### WORK TO COMPLETE
Copy the material below word for word, starting at its first line and stopping after the line that contains "MULTIPOLYGON (((536 508, 535".

* begin INPUT DATA *

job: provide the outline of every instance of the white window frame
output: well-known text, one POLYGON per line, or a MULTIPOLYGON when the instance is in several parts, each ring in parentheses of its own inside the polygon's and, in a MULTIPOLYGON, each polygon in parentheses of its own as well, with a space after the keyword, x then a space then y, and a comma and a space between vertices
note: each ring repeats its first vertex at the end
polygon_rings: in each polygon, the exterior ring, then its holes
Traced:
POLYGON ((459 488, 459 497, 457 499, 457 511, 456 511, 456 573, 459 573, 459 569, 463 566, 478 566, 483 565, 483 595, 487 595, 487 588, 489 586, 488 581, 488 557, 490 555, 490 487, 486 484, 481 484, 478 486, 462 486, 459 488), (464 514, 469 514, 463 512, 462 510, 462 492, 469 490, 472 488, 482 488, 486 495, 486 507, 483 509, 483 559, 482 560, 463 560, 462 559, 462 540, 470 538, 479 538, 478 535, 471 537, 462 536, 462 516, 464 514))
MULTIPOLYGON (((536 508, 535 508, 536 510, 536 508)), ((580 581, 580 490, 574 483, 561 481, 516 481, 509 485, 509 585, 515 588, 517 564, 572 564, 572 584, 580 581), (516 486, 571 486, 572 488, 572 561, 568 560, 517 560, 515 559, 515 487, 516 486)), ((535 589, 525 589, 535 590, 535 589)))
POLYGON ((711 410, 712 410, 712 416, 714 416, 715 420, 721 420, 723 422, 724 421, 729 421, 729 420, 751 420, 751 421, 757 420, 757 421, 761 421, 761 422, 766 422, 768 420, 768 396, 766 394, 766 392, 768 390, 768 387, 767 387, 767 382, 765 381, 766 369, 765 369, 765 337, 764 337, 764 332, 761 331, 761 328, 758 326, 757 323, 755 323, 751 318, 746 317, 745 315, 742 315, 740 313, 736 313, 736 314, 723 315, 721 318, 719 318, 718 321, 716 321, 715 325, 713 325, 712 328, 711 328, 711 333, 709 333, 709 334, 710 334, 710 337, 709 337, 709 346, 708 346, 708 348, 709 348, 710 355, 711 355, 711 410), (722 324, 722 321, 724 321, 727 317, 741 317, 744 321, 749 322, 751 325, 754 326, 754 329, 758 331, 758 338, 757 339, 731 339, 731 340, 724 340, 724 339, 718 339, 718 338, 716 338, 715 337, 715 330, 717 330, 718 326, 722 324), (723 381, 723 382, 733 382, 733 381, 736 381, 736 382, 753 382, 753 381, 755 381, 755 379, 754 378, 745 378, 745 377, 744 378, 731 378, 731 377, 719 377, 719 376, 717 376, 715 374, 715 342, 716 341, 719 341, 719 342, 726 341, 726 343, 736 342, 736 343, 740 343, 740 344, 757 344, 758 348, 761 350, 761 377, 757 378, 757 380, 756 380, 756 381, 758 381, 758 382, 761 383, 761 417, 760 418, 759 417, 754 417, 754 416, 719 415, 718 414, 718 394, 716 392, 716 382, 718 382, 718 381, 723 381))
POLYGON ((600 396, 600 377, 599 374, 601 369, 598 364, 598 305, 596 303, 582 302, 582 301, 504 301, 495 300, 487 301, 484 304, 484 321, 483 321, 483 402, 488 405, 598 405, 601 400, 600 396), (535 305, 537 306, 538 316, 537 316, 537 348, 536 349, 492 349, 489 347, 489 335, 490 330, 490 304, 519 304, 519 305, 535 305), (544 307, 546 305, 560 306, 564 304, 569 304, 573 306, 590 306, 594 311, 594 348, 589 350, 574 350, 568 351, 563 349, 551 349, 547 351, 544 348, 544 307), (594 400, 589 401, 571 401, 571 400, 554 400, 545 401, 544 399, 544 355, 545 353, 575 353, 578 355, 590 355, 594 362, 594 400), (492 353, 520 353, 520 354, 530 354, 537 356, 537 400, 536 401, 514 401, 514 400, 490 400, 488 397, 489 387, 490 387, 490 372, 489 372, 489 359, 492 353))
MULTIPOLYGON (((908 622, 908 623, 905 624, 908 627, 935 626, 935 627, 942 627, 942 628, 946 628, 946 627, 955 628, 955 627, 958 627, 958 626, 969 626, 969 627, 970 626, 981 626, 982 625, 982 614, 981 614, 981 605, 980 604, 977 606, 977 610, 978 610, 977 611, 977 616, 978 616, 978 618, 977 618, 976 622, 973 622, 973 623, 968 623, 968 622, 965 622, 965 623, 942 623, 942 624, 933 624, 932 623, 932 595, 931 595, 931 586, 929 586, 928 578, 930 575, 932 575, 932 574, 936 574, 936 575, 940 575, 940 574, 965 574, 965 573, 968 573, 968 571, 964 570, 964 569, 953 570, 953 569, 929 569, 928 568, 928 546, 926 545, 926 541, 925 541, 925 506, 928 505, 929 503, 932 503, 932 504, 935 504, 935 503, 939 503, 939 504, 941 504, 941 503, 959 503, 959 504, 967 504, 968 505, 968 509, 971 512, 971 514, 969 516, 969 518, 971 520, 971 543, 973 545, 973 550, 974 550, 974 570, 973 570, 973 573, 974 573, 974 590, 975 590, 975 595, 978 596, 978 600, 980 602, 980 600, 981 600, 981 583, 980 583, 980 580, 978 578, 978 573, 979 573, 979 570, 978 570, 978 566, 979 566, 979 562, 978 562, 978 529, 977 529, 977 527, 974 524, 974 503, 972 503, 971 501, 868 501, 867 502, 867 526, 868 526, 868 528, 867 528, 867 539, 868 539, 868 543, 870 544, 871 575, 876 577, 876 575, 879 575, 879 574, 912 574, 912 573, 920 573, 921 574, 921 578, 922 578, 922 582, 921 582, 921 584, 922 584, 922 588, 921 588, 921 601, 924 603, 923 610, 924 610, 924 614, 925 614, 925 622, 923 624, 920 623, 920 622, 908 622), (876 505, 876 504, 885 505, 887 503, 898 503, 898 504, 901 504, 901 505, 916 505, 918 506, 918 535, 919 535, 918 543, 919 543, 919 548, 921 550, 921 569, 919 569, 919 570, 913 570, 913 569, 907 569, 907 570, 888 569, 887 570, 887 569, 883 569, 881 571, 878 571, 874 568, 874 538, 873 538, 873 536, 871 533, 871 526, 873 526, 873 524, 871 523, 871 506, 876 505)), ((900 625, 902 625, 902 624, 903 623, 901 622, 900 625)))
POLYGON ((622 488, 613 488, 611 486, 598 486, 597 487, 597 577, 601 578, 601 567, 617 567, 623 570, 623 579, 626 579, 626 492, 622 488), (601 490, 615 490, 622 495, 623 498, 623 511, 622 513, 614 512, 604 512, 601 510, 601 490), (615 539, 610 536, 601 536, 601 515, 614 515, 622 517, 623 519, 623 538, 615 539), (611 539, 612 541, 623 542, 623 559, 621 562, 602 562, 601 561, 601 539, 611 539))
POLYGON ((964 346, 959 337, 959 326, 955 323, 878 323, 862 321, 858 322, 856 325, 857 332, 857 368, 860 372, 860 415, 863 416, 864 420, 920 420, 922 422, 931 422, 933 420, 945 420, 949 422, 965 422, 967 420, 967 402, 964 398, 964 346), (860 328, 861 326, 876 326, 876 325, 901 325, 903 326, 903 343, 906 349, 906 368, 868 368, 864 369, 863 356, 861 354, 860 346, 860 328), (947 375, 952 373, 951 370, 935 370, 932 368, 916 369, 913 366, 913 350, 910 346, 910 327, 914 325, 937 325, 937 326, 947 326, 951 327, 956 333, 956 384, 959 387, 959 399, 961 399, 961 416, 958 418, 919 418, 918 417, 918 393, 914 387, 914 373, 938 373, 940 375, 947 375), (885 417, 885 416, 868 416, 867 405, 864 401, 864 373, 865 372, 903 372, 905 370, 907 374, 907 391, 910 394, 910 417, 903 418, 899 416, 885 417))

* end INPUT DATA *

### PROBLEM SOLUTION
job: provide the outline of every instance of the white window frame
output: well-known text, one POLYGON per line, or a MULTIPOLYGON when the instance is in several parts, each ring in parentheses of its own inside the polygon's and, in a MULTIPOLYGON, each polygon in parentheses of its own as well, with a space after the keyword, x then a space then y, and a comma and a space between vertices
note: each ring repeats its first vertex at the end
polygon_rings: in each polygon, the exterior ring, then its holes
Traced:
POLYGON ((459 488, 459 497, 457 499, 457 511, 456 511, 456 573, 459 573, 459 569, 463 566, 478 566, 483 565, 483 595, 487 595, 487 588, 489 586, 488 581, 488 557, 490 555, 490 487, 486 484, 481 484, 478 486, 462 486, 459 488), (464 514, 469 514, 463 512, 462 510, 462 492, 469 490, 472 488, 482 488, 486 495, 486 507, 483 509, 483 559, 482 560, 463 560, 462 559, 462 540, 470 538, 479 538, 478 535, 471 537, 462 536, 462 516, 464 514))
MULTIPOLYGON (((536 508, 535 508, 536 510, 536 508)), ((580 581, 580 490, 574 483, 561 481, 516 481, 509 485, 509 585, 515 588, 517 564, 572 564, 572 584, 580 581), (516 486, 571 486, 572 488, 572 561, 568 560, 517 560, 515 559, 515 487, 516 486)), ((535 589, 525 589, 535 590, 535 589)))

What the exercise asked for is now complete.